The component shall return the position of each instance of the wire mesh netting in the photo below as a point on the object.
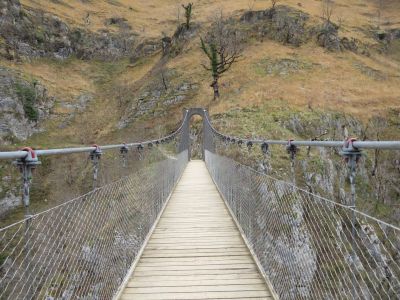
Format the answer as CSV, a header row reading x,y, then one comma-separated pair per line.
x,y
83,248
309,247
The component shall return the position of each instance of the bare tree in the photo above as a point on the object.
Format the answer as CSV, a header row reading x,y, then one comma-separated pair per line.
x,y
251,4
222,48
380,7
273,3
188,13
327,10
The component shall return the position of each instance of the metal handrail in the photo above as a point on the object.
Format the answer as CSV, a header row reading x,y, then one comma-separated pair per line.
x,y
23,154
384,145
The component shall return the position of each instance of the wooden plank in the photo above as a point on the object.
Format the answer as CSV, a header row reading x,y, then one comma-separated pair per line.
x,y
196,251
199,295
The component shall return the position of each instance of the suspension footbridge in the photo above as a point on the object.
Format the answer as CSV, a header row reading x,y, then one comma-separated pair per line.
x,y
171,228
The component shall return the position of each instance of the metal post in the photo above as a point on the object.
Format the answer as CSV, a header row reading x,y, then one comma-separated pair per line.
x,y
95,156
27,165
292,150
124,152
352,155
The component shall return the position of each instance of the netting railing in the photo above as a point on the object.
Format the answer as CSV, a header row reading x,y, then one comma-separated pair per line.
x,y
309,247
84,248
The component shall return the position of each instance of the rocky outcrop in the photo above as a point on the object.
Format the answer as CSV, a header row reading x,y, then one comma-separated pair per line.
x,y
23,105
291,26
283,24
29,33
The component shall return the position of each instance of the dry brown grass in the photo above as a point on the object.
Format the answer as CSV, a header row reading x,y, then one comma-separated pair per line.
x,y
150,18
333,84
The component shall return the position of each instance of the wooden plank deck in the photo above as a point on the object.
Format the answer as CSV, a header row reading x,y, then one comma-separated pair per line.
x,y
196,251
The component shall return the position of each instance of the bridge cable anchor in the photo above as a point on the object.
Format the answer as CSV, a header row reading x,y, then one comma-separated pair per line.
x,y
352,156
95,157
124,153
265,151
27,165
292,150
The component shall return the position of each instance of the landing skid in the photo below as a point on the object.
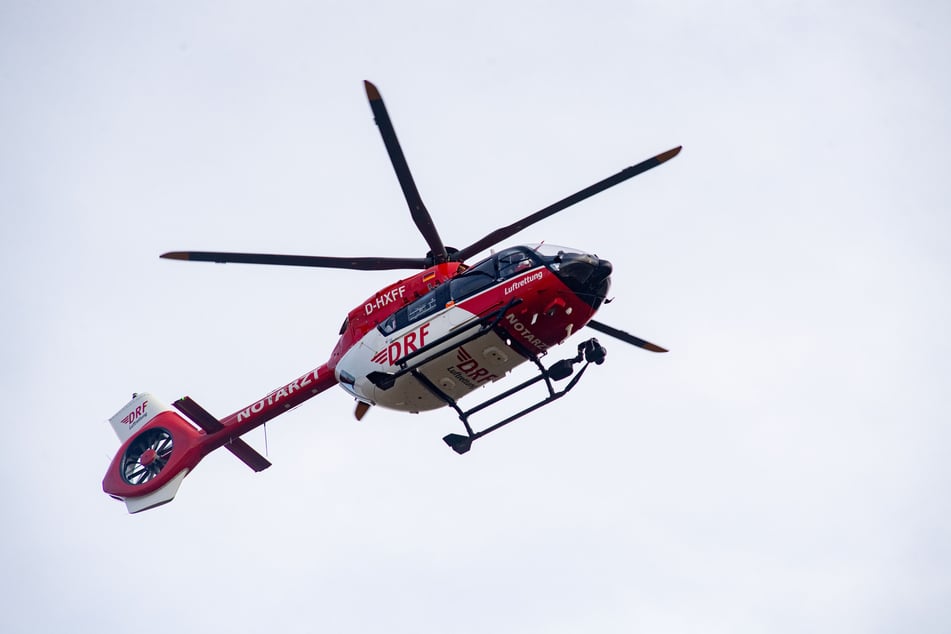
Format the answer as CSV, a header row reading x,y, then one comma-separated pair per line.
x,y
589,351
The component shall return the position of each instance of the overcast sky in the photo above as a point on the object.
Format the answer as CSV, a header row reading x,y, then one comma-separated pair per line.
x,y
783,469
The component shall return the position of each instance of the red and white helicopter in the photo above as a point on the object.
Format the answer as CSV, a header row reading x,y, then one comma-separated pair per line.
x,y
421,343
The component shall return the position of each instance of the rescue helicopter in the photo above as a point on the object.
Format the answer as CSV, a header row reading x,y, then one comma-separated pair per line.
x,y
424,342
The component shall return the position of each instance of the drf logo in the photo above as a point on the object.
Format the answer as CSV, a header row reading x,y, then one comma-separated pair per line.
x,y
133,416
402,346
469,371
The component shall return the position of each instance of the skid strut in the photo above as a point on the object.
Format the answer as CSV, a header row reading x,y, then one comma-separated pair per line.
x,y
589,352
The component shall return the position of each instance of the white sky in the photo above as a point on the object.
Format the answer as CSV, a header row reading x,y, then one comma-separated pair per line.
x,y
783,469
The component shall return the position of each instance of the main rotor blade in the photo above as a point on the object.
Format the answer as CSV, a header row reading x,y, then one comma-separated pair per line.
x,y
421,217
625,337
360,264
505,232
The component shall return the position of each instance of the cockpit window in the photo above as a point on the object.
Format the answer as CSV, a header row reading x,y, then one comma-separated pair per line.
x,y
477,278
515,261
420,308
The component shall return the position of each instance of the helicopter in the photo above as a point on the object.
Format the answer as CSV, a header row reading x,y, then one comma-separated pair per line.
x,y
422,343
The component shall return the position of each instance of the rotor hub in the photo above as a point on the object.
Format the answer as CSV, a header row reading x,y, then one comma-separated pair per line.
x,y
148,457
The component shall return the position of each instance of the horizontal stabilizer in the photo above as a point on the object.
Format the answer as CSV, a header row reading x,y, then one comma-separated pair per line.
x,y
198,415
246,454
204,419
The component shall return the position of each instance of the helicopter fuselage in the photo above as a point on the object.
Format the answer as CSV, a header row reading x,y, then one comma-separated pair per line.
x,y
464,327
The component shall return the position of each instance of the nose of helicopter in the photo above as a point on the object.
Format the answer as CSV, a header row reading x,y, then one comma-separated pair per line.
x,y
587,275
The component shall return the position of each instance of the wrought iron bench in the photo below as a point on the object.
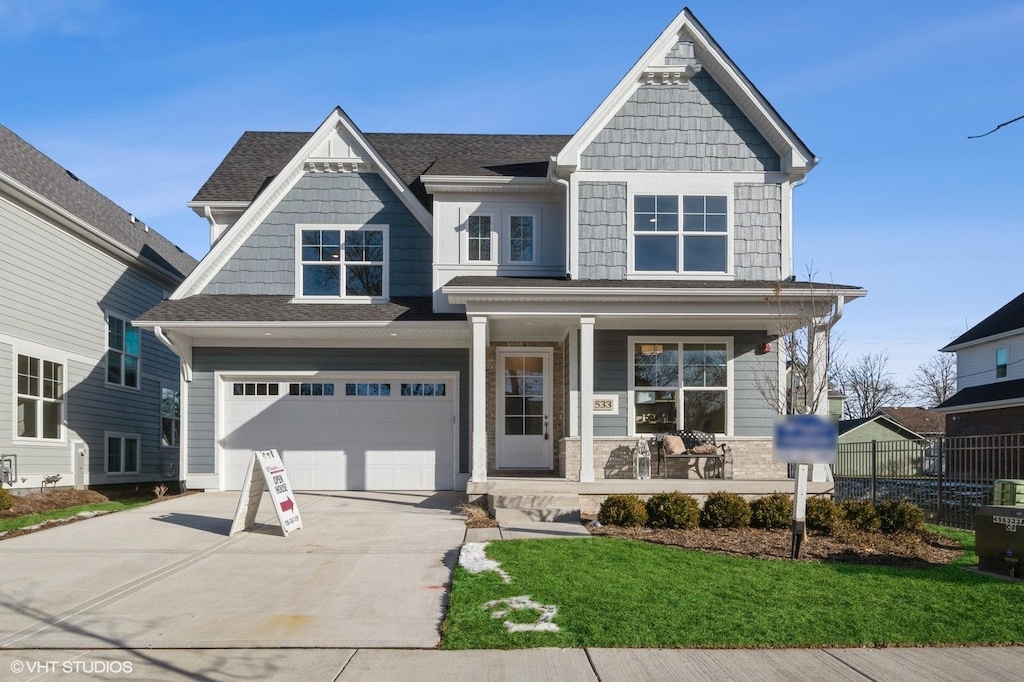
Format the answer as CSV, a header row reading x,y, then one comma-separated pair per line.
x,y
698,445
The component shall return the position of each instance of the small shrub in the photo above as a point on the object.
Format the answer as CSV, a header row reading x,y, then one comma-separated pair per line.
x,y
861,514
725,510
772,511
823,514
900,516
673,510
623,510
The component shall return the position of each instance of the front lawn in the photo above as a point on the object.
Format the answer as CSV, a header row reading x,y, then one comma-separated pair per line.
x,y
621,593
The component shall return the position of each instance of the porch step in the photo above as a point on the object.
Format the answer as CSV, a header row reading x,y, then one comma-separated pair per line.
x,y
525,507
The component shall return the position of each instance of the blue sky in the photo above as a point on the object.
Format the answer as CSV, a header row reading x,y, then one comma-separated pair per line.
x,y
142,100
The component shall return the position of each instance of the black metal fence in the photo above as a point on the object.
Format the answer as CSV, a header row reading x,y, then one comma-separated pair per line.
x,y
948,477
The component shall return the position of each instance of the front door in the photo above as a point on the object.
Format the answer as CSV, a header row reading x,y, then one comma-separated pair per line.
x,y
523,394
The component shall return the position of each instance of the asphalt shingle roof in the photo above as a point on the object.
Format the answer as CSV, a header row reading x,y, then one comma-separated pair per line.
x,y
1007,318
38,172
226,307
258,157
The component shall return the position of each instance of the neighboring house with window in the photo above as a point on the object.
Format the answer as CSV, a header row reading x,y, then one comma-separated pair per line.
x,y
398,310
989,397
85,395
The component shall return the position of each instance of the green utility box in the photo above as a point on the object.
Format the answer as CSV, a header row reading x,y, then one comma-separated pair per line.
x,y
1009,492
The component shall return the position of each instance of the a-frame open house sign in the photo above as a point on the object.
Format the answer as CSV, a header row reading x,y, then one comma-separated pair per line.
x,y
267,472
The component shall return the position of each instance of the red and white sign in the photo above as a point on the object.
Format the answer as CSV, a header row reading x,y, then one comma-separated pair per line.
x,y
267,472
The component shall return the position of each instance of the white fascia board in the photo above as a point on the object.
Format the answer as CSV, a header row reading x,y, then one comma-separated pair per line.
x,y
257,211
796,157
80,227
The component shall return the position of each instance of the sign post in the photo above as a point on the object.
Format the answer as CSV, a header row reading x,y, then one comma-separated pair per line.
x,y
803,439
267,472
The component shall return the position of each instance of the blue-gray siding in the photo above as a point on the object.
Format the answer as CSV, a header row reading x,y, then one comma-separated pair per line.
x,y
692,126
208,360
54,291
752,414
602,230
265,263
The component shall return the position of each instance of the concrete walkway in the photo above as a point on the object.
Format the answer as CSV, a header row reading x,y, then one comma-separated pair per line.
x,y
902,665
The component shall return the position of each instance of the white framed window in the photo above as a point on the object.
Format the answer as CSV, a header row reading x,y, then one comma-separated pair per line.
x,y
680,383
124,352
40,398
170,418
342,262
680,233
1001,363
124,453
522,242
479,239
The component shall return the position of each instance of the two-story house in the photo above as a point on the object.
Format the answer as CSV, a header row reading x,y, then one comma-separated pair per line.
x,y
430,311
86,398
989,397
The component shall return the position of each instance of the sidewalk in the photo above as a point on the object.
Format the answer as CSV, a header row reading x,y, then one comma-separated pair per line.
x,y
904,665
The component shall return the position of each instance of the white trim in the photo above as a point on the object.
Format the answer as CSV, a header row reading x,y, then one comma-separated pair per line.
x,y
289,176
680,340
343,263
138,453
547,355
223,379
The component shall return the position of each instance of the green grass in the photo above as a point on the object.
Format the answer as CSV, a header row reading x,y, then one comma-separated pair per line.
x,y
32,519
620,593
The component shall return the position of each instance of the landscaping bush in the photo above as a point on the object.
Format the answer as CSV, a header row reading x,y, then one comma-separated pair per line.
x,y
823,514
623,510
772,511
725,510
673,510
861,514
900,516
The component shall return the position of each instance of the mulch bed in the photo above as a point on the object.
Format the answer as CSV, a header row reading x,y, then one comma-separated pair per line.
x,y
905,550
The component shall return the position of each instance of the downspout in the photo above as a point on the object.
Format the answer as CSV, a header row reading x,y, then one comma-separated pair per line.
x,y
568,216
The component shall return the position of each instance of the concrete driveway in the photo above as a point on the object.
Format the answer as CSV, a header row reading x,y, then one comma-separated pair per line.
x,y
368,569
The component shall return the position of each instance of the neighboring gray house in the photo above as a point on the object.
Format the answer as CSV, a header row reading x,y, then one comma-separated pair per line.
x,y
85,395
439,310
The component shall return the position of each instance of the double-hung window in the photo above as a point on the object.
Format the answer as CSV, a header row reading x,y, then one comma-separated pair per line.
x,y
344,262
123,352
667,240
40,398
680,385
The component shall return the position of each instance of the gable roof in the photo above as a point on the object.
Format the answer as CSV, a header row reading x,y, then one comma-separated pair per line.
x,y
920,420
26,169
258,157
796,157
1005,321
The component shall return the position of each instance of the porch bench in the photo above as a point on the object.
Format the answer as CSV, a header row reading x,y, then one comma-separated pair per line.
x,y
698,445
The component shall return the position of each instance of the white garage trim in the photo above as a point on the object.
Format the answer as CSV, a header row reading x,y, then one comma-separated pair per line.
x,y
223,387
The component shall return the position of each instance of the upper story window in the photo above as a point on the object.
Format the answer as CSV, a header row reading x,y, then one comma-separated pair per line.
x,y
123,352
663,243
521,239
344,262
478,231
1001,363
40,398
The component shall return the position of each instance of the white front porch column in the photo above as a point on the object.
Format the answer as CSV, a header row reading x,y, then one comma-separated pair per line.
x,y
478,398
586,399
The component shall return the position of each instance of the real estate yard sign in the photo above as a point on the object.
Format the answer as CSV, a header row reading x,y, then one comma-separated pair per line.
x,y
267,472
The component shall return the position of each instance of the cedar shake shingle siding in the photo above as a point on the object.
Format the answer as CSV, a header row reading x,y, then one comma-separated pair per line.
x,y
687,127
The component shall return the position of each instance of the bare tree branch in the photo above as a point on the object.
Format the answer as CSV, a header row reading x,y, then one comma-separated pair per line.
x,y
1001,125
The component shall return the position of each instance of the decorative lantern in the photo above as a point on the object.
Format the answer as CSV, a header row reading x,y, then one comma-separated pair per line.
x,y
641,461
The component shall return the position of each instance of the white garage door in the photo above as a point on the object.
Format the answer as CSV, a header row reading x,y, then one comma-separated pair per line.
x,y
343,434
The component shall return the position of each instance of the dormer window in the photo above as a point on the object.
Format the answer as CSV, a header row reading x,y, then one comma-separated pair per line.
x,y
345,263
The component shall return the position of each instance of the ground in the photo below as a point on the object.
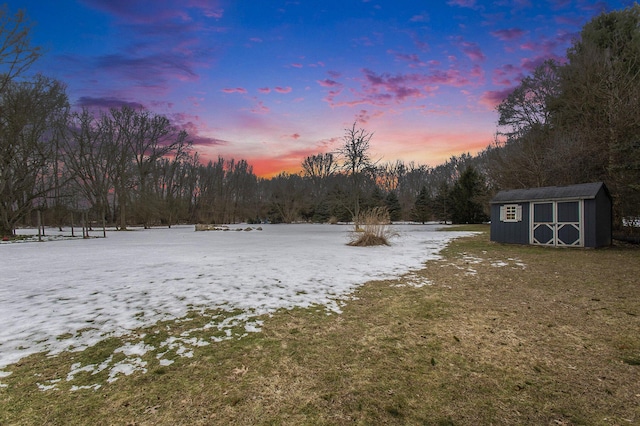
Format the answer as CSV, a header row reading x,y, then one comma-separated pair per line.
x,y
489,334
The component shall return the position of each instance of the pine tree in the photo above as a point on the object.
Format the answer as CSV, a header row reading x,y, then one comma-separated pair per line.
x,y
393,206
465,195
421,207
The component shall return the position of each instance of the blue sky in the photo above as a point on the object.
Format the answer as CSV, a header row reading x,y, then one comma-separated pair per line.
x,y
273,81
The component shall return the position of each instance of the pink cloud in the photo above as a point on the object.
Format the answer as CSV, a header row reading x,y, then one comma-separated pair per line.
x,y
413,59
328,83
473,51
423,17
491,99
259,107
462,3
508,34
235,90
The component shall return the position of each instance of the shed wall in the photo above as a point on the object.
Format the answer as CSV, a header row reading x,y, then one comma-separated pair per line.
x,y
510,232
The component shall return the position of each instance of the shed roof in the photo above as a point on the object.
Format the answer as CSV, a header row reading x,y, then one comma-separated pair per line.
x,y
583,191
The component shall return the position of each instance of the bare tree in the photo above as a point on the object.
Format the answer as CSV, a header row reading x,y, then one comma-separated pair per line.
x,y
27,152
16,52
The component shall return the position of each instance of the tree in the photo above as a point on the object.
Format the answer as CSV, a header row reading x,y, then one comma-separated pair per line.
x,y
86,154
16,52
467,196
356,160
527,107
421,208
600,89
393,206
30,114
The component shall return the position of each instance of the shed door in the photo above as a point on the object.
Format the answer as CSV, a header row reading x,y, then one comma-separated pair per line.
x,y
557,223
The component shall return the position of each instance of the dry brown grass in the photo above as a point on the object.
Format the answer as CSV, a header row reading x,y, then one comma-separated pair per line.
x,y
372,228
489,334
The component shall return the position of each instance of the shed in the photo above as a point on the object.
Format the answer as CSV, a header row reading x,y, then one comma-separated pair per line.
x,y
559,216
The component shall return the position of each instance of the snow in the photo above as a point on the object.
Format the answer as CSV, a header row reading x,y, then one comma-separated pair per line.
x,y
69,294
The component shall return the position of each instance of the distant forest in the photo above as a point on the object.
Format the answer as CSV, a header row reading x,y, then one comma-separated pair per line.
x,y
572,121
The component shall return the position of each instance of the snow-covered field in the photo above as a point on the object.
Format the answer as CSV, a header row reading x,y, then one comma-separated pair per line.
x,y
89,289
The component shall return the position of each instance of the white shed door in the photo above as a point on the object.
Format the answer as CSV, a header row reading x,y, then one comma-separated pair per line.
x,y
557,223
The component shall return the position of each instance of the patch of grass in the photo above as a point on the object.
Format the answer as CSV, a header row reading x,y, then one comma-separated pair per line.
x,y
372,228
470,348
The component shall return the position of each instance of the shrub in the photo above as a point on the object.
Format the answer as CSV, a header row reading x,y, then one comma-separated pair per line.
x,y
372,228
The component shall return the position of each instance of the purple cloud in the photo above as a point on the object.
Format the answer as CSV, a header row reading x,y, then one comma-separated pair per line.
x,y
473,51
106,103
508,34
241,90
462,3
491,99
328,83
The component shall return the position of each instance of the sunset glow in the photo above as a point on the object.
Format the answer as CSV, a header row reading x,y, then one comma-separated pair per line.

- Short task -
Starting at the line that contains "the white shed", copy each line exactly through the end of the listing above. Include that first line and the last one, and add nothing.

- Reply to the task -
The component shall return the position of each instance of the white shed door in the photo above as a point on the object.
Format the answer as CSV, a header row reading x,y, then one comma-separated pair per line.
x,y
557,223
The component shall return the position of each instance of the patch of grass in the photo above as a point on the object.
Format the answer as CSV, a header row reading x,y, then one comma-separated pair per line.
x,y
372,228
470,348
The component shall return the position of each instance of the shrub in the photo above as a point on the object.
Format the answer as CSV, a header row reading x,y, then one comma-separated pair per line.
x,y
372,228
The component shall return the position of each instance of the purple cloud in the photo above as a point on the object.
Format the answer as CSV, a header row reading x,y, then one comma-separated pair per line.
x,y
473,51
106,103
508,34
241,90
462,3
491,99
328,83
The component shall return the position of each instance of the sunset glow in the photo above as a point on the object.
Format the answer as CSV, a header row reading x,y, then one comma-separated pair per line.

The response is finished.